:: WRITTEN EXERCISE ::
Copy every one of the records below line for line, changing nothing.
== ENTRIES SUPPLIED
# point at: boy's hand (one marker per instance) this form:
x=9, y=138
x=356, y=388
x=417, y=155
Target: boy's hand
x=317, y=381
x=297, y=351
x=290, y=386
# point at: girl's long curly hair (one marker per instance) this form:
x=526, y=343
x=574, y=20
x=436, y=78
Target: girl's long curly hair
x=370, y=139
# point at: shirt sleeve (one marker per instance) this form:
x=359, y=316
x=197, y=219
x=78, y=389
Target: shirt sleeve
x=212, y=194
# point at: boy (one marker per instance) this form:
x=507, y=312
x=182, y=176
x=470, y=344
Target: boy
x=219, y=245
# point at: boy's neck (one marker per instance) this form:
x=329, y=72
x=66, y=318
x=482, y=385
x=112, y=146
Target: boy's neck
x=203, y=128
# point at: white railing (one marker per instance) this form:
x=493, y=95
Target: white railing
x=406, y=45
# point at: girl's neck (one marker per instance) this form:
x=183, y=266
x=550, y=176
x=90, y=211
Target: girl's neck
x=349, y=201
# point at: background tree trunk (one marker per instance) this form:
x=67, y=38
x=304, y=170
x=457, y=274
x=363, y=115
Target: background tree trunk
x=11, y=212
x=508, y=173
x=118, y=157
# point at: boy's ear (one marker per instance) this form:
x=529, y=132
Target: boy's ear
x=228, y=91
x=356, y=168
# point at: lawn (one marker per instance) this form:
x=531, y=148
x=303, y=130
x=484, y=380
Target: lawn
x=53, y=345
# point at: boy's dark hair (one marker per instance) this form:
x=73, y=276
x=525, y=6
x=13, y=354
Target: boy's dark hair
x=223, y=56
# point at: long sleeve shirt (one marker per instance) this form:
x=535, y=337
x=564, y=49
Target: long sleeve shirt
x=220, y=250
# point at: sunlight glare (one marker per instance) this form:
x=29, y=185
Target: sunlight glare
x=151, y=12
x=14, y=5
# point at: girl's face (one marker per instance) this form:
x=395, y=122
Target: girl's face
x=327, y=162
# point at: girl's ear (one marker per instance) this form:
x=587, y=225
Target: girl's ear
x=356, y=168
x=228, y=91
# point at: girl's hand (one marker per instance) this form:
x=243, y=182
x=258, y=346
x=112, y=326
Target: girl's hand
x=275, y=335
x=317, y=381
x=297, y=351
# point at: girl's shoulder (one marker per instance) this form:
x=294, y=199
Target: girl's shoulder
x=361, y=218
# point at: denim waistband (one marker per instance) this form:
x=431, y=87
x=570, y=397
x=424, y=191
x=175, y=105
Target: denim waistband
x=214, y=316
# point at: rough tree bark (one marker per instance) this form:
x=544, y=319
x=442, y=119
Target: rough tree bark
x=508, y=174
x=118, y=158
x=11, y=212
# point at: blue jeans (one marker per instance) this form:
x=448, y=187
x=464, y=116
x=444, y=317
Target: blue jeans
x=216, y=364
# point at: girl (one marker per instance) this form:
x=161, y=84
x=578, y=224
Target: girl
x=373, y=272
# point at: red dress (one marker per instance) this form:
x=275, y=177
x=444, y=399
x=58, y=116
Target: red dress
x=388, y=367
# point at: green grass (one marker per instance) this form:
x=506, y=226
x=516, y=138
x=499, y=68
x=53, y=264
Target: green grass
====
:: RESULT ::
# point at: boy's hand (one marker per instance) this form:
x=9, y=138
x=356, y=388
x=417, y=155
Target: boy's hand
x=317, y=381
x=297, y=351
x=290, y=386
# point at: girl's long curly hair (one marker per instance) this form:
x=526, y=343
x=574, y=20
x=436, y=78
Target: girl's long curly hair
x=370, y=139
# point at: shirt sleeve (one marker per instance) this form:
x=359, y=316
x=197, y=219
x=78, y=389
Target: shirt sleeve
x=212, y=194
# point at: boy (one marker per instance) this form:
x=507, y=312
x=182, y=176
x=470, y=344
Target: boy
x=219, y=245
# point at: boy's neck (one marker per instance) this form:
x=329, y=72
x=66, y=318
x=482, y=385
x=112, y=146
Target: boy's neck
x=203, y=128
# point at: white railing (one marker per instance) this form:
x=493, y=95
Target: white railing
x=406, y=45
# point at: girl's neck (one marker per instance) this form:
x=183, y=266
x=550, y=176
x=90, y=211
Target: girl's neck
x=349, y=201
# point at: background tree trunk (one marker per instance) this form:
x=67, y=38
x=304, y=170
x=457, y=274
x=363, y=115
Target: background tree trunk
x=11, y=212
x=508, y=173
x=118, y=157
# point at: boy's ear (one marker per instance) this form:
x=529, y=132
Target: boy's ear
x=228, y=91
x=356, y=168
# point at: lawn (one marker per instance) this form:
x=531, y=148
x=303, y=130
x=484, y=380
Target: lawn
x=53, y=345
# point at: boy's dark hair (one marker per instance) this form:
x=73, y=276
x=525, y=6
x=13, y=354
Target: boy's dark hair
x=223, y=56
# point at: long sleeve shirt (one marker per instance) this form:
x=535, y=337
x=564, y=49
Target: long sleeve shirt
x=220, y=250
# point at: sunlight glare (one marker per instance) this form:
x=29, y=185
Target: sunlight glare
x=151, y=12
x=14, y=5
# point at: girl's face (one marker per instance) this form:
x=395, y=122
Target: girl's face
x=327, y=162
# point at: girl's ear (one marker per instance) this form:
x=587, y=225
Target: girl's ear
x=356, y=168
x=228, y=91
# point at: girl's hand (one marker per instance) this form:
x=243, y=182
x=258, y=346
x=112, y=326
Target: girl's hand
x=275, y=335
x=317, y=381
x=297, y=351
# point at: girl's shoulder (one marker per instance) this form:
x=294, y=199
Target: girl's shoulder
x=361, y=218
# point at: denim waistband (one marker per instance) this form:
x=431, y=87
x=570, y=397
x=424, y=191
x=175, y=105
Target: denim waistband
x=214, y=316
# point at: rough tree bark (one marker per instance) this form:
x=544, y=319
x=442, y=119
Target: rough tree bark
x=508, y=174
x=118, y=158
x=11, y=212
# point at: blue jeans (one marker per instance) this form:
x=448, y=187
x=464, y=116
x=444, y=317
Target: blue jeans
x=216, y=364
# point at: girl (one marker per instance) this form:
x=161, y=84
x=578, y=224
Target: girl
x=373, y=272
# point at: red dress (one marker per instance) this form:
x=275, y=177
x=444, y=399
x=58, y=116
Target: red dress
x=388, y=367
# point at: green grass (one marker per instance) this form:
x=506, y=226
x=516, y=138
x=499, y=68
x=53, y=264
Target: green grass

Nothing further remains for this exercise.